EXERCISE BRIEF: Your answer should be one number: the count of lines in the records that include the word "face".

[Collected data entries]
● ● ● ● ●
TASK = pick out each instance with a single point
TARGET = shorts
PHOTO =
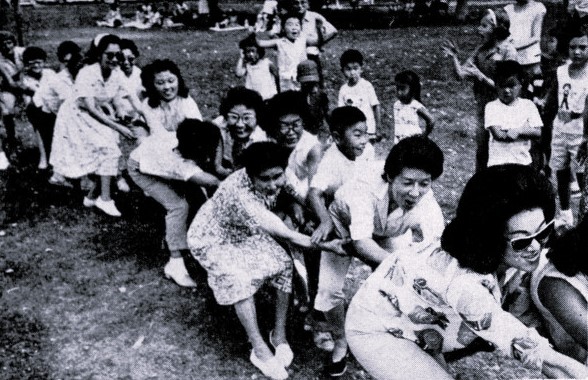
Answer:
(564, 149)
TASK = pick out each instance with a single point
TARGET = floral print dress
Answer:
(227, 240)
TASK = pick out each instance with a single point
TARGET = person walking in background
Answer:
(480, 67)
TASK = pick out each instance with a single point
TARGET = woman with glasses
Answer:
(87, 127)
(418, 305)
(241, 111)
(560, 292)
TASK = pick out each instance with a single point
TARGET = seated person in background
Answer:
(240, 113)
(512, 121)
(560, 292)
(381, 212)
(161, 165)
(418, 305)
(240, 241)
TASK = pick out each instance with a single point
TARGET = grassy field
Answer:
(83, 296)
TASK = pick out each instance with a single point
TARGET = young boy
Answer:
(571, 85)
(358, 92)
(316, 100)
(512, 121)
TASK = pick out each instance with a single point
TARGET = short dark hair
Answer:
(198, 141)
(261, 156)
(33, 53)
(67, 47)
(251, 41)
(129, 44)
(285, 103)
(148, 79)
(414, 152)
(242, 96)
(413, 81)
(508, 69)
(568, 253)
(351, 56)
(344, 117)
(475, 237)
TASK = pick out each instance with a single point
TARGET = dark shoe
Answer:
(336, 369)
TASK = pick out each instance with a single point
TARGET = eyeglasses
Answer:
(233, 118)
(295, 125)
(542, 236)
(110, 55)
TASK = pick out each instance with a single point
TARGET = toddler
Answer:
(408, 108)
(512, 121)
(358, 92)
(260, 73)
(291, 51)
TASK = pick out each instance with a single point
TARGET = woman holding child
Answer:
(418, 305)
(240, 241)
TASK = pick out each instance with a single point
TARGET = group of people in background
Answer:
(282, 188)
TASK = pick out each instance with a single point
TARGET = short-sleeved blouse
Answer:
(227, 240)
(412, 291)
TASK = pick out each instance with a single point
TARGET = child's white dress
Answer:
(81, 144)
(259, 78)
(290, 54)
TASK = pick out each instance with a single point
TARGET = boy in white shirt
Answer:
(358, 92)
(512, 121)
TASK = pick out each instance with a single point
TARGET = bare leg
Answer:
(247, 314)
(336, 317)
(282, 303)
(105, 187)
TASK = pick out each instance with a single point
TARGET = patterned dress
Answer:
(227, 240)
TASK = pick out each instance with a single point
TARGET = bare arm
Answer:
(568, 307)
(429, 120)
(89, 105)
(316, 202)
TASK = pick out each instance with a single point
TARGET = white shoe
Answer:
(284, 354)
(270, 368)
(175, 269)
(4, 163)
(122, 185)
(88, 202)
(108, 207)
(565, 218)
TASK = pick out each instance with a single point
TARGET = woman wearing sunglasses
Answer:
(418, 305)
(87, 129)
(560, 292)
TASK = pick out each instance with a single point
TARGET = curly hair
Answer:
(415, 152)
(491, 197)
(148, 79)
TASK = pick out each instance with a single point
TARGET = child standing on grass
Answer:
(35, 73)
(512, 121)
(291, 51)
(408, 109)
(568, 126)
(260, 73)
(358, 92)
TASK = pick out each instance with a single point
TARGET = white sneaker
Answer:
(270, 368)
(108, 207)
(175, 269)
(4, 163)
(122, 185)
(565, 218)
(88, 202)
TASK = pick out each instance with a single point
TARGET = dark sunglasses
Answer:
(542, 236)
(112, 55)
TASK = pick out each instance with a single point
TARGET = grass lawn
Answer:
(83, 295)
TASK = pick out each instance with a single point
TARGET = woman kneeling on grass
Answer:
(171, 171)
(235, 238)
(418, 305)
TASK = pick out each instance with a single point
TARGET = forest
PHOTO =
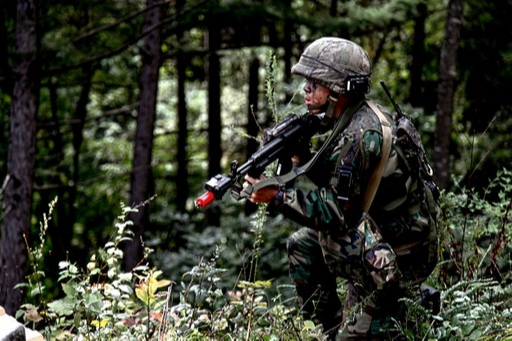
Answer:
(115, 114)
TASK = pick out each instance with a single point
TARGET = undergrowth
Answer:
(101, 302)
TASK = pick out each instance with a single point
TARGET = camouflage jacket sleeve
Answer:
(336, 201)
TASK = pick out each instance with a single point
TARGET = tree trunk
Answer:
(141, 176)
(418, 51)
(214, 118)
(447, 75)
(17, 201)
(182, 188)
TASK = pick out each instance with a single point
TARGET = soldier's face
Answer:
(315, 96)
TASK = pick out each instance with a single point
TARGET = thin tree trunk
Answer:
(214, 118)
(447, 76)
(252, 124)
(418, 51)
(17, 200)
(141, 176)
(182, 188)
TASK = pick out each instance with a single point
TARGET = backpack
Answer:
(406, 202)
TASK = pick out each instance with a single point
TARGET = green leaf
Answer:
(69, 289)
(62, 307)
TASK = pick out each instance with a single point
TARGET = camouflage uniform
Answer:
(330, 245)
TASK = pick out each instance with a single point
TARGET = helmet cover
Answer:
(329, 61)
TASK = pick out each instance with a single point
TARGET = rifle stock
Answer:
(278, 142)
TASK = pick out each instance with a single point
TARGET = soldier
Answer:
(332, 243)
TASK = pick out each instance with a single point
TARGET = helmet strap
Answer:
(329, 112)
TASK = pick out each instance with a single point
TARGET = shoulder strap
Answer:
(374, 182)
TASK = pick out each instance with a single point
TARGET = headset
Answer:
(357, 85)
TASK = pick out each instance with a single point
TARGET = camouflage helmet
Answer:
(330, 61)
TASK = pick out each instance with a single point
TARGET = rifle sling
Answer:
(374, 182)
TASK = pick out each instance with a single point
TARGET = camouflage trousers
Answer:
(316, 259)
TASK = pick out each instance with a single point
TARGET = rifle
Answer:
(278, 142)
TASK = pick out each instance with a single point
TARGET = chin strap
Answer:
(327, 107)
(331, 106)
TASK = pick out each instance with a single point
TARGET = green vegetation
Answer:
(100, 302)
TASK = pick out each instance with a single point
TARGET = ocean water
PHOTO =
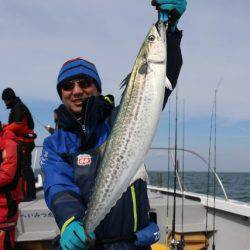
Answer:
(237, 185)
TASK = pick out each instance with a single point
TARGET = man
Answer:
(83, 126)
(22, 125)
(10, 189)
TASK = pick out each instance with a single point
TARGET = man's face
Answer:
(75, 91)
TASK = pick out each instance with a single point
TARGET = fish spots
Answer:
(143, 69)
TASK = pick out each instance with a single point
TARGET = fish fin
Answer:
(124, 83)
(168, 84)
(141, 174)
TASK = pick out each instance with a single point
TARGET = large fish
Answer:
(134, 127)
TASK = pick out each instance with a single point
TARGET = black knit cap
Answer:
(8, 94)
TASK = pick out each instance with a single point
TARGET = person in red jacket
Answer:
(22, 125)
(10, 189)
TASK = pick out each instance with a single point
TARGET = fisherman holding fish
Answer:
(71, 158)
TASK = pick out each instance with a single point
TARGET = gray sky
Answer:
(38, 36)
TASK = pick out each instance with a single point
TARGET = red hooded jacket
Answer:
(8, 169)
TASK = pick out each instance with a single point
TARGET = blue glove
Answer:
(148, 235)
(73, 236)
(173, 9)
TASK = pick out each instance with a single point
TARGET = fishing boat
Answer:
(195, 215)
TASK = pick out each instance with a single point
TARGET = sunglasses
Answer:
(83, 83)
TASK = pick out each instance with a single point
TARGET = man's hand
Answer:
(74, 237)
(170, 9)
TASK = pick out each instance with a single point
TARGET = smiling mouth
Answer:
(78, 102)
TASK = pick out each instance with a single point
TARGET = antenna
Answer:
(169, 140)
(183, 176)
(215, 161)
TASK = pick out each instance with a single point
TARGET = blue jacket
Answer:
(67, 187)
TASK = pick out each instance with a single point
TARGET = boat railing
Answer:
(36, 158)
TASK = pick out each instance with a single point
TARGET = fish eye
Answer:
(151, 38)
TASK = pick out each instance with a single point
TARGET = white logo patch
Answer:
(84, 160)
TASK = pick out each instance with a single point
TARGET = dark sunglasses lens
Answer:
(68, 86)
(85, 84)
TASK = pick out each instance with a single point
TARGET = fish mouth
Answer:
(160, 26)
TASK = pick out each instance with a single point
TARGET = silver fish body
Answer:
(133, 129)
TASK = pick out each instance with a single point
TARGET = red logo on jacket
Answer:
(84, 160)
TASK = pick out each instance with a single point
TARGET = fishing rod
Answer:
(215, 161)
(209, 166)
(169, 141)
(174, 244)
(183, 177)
● ● ● ● ●
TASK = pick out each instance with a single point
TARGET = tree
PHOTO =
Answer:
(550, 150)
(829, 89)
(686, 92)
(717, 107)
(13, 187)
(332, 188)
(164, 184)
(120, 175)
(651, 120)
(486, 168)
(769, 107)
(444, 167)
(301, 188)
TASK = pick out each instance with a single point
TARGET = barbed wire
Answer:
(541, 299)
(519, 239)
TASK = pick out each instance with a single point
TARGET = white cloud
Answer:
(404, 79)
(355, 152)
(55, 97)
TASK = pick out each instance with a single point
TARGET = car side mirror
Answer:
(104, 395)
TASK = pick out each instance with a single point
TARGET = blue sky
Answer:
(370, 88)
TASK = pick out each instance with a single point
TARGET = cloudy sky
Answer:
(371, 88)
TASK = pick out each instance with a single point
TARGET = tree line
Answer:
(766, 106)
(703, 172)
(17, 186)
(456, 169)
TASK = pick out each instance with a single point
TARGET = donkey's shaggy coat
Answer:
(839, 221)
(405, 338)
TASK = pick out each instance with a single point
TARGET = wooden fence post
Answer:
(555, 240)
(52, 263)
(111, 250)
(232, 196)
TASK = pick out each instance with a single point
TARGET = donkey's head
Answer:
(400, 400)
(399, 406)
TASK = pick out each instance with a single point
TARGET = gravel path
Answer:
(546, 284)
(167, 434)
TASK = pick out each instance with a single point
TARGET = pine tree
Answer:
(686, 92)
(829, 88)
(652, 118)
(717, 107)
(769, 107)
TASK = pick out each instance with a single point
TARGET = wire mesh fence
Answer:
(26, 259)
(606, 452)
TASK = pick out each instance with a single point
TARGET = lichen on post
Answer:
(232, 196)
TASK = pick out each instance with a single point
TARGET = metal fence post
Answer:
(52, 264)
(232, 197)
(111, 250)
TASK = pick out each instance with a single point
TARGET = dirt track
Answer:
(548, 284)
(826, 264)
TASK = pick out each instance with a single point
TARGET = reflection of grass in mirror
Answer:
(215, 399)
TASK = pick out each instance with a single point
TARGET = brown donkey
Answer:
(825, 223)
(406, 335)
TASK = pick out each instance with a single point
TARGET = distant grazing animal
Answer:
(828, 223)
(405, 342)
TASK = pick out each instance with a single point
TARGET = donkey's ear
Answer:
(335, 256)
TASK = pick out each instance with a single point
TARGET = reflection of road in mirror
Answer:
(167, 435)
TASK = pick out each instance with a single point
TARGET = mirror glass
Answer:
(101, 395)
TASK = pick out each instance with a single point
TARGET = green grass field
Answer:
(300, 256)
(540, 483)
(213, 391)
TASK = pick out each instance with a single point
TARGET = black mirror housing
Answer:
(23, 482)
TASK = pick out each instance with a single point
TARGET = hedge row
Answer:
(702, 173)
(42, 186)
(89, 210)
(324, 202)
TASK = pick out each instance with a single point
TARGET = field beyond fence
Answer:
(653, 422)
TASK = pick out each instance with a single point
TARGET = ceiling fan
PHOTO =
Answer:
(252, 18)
● ● ● ● ●
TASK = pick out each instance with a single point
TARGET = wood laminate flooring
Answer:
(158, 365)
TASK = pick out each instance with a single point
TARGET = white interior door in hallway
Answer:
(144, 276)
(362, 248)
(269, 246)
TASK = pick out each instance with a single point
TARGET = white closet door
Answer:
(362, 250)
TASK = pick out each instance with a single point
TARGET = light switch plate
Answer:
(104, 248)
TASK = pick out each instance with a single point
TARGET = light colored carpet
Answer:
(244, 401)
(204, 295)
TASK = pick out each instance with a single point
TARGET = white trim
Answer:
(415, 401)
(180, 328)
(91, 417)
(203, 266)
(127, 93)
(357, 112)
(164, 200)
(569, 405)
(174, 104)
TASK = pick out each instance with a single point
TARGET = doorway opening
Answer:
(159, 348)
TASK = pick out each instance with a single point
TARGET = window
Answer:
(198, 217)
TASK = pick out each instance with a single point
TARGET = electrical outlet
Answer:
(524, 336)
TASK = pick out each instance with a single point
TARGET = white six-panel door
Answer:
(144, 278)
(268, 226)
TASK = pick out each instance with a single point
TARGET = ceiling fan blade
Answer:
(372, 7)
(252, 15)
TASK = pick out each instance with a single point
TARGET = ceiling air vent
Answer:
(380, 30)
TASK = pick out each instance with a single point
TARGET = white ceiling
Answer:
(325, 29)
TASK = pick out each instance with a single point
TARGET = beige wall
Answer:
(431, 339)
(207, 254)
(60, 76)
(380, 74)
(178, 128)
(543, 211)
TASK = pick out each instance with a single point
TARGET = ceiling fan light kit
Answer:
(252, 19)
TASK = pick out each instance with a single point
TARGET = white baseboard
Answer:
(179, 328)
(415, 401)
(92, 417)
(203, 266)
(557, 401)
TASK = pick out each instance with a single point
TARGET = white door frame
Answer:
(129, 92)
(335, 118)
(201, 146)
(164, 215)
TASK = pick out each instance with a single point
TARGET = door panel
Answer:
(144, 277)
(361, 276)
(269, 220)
● ● ● ● ●
YOUR RESPONSE: 2